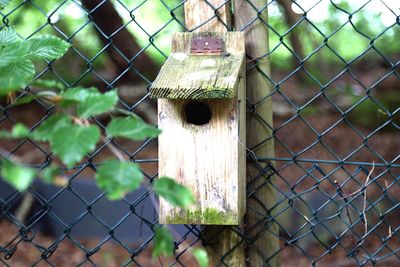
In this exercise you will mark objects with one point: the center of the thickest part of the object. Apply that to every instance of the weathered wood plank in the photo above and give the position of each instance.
(264, 242)
(204, 158)
(195, 76)
(221, 241)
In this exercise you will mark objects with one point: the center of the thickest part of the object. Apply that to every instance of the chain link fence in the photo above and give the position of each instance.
(335, 93)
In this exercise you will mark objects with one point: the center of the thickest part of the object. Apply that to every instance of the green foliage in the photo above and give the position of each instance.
(18, 131)
(17, 175)
(201, 257)
(89, 101)
(72, 142)
(49, 173)
(47, 129)
(173, 192)
(163, 243)
(3, 3)
(16, 55)
(118, 178)
(131, 127)
(71, 132)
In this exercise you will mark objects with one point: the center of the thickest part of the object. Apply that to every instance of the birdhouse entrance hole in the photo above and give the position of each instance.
(197, 113)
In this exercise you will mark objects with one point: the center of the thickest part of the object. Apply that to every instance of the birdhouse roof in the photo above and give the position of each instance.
(201, 72)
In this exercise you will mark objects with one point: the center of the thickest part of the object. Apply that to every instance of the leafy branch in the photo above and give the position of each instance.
(71, 132)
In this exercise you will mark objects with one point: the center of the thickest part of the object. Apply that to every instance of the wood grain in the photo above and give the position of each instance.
(195, 76)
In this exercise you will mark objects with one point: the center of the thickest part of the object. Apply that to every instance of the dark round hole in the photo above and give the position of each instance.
(197, 113)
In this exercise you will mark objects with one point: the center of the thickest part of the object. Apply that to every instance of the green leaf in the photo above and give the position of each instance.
(97, 103)
(201, 257)
(8, 35)
(47, 129)
(47, 84)
(89, 101)
(75, 95)
(132, 128)
(163, 243)
(23, 100)
(16, 175)
(118, 178)
(12, 53)
(46, 47)
(173, 192)
(18, 131)
(15, 75)
(71, 143)
(4, 3)
(50, 173)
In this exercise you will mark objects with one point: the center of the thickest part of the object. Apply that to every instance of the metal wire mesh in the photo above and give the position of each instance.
(334, 81)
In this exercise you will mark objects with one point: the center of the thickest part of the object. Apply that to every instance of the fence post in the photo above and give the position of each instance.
(225, 246)
(262, 242)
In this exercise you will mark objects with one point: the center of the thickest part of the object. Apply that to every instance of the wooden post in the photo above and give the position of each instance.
(263, 242)
(220, 239)
(203, 122)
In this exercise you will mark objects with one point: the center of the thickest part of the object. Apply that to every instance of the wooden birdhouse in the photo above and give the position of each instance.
(201, 111)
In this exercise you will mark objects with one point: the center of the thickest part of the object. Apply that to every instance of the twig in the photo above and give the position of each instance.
(365, 204)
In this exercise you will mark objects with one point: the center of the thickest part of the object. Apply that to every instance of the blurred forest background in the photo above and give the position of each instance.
(312, 43)
(335, 83)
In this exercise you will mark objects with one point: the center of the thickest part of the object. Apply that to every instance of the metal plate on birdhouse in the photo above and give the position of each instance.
(201, 66)
(206, 45)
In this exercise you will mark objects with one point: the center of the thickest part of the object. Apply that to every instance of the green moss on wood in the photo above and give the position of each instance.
(208, 216)
(198, 77)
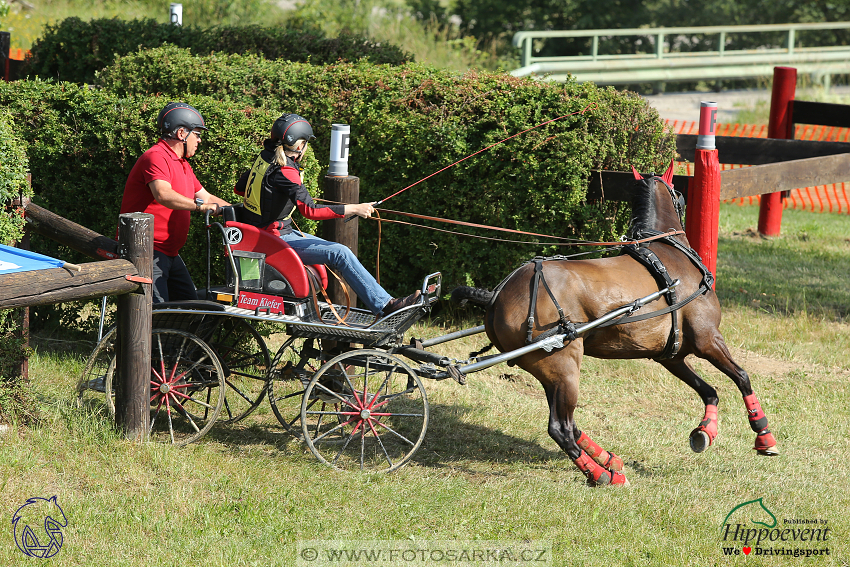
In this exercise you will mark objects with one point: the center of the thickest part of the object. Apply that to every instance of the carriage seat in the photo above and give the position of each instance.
(283, 273)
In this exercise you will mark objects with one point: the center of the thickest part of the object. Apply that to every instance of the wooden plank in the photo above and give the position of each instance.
(762, 179)
(759, 151)
(820, 113)
(57, 285)
(616, 185)
(69, 233)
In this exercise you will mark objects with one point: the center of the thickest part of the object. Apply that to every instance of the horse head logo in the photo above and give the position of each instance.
(38, 527)
(233, 235)
(753, 509)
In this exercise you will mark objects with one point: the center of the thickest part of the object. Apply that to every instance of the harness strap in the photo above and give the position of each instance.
(564, 324)
(652, 263)
(670, 309)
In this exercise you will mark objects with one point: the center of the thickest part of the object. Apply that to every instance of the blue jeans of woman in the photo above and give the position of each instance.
(314, 250)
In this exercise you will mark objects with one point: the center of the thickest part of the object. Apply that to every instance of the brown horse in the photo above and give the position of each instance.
(578, 291)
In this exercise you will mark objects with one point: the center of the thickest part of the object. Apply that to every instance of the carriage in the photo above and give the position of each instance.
(344, 381)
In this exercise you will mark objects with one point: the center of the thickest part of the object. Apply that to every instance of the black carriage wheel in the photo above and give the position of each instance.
(365, 410)
(92, 383)
(187, 387)
(246, 363)
(293, 366)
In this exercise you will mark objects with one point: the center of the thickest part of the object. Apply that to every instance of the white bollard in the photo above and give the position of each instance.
(707, 124)
(340, 138)
(177, 14)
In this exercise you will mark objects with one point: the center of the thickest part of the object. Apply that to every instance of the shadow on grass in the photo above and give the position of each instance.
(449, 439)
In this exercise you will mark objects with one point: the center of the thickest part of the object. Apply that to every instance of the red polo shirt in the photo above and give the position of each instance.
(170, 227)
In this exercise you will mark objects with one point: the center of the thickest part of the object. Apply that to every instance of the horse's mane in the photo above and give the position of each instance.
(643, 206)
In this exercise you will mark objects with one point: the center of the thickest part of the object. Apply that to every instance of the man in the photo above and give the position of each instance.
(163, 184)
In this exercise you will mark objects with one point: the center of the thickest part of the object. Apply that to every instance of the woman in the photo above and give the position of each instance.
(273, 189)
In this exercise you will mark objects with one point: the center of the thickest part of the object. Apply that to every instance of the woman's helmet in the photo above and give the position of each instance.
(290, 128)
(179, 115)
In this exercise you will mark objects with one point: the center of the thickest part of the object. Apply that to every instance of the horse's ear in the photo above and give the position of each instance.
(668, 175)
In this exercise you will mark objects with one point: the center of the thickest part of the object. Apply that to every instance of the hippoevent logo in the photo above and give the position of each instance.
(750, 528)
(38, 527)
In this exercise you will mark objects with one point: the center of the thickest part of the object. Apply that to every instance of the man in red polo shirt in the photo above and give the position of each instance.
(163, 184)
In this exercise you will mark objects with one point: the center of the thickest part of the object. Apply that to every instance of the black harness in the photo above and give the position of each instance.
(644, 256)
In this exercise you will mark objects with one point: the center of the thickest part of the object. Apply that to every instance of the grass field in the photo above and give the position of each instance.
(248, 494)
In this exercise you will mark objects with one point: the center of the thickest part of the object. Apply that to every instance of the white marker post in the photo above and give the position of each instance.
(177, 14)
(341, 188)
(340, 143)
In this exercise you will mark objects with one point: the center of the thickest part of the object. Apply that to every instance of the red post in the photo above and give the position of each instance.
(703, 214)
(779, 126)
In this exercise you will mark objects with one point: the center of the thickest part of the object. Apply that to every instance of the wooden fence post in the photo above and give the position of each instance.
(133, 340)
(780, 125)
(703, 214)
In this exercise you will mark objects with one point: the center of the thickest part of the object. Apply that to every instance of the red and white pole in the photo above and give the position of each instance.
(779, 126)
(703, 214)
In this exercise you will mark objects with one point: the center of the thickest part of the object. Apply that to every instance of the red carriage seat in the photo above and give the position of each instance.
(284, 273)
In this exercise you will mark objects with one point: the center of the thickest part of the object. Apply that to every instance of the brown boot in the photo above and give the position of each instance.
(394, 305)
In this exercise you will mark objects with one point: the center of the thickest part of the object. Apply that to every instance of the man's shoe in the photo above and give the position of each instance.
(396, 304)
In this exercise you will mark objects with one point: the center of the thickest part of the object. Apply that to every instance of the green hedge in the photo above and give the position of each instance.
(82, 144)
(15, 398)
(73, 49)
(410, 121)
(407, 122)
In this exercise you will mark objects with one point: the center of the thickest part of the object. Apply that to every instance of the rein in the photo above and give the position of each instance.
(571, 241)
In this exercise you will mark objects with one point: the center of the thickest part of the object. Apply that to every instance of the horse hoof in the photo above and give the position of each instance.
(699, 440)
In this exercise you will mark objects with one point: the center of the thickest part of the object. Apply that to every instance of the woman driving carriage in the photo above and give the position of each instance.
(273, 188)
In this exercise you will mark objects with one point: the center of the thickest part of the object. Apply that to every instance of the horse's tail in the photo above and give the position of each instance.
(475, 295)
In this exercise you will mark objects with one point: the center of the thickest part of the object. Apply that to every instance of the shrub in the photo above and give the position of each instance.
(82, 144)
(15, 399)
(410, 121)
(73, 50)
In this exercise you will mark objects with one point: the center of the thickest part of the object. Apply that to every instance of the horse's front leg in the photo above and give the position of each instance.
(703, 435)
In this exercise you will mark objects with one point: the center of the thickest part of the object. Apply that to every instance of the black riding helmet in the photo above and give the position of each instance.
(179, 115)
(290, 128)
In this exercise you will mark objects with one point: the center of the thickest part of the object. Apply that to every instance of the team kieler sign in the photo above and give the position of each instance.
(255, 301)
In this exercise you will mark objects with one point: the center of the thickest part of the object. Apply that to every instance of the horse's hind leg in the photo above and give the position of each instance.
(703, 436)
(718, 355)
(559, 373)
(605, 458)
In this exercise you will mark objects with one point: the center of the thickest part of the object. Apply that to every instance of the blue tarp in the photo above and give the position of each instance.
(17, 260)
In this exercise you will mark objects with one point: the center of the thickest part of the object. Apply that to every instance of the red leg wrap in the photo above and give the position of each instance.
(758, 423)
(765, 440)
(606, 459)
(709, 423)
(596, 474)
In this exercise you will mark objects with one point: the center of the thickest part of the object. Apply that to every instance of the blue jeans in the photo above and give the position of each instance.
(171, 279)
(314, 250)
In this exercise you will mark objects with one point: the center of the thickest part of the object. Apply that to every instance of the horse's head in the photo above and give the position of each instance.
(656, 205)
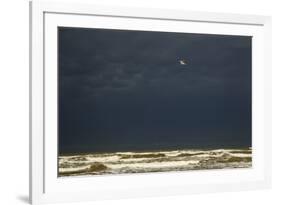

● ● ● ● ●

Riscrivi per intero la parte dei record che comincia con la riga contenente "the red leg" e arriva fino alla fine dei record, estremi inclusi, richieste comprese. Nelle risposte moltiplica ogni coordinata per 1,2 e arrotonda all'intero, con le metà per eccesso. Non includere le immagini nella risposta.

In this exercise you will mark objects with one point: the center of the thickest part of the object. Apply that to every instance of the red leg wrap in the photo above and give the position of each instance.
(910, 508)
(918, 528)
(727, 551)
(851, 508)
(715, 569)
In this exercise you will mark objects with one point: the center of the thickest part of the object. Apply that to every instance of the blue jeans in the photo above and give the position of each instance.
(205, 335)
(377, 300)
In this exercise you will mark objects with one point: the center of the thickest part of the object. Apply that to every instance of the horse's head in the photo above and give the position of each instance.
(787, 246)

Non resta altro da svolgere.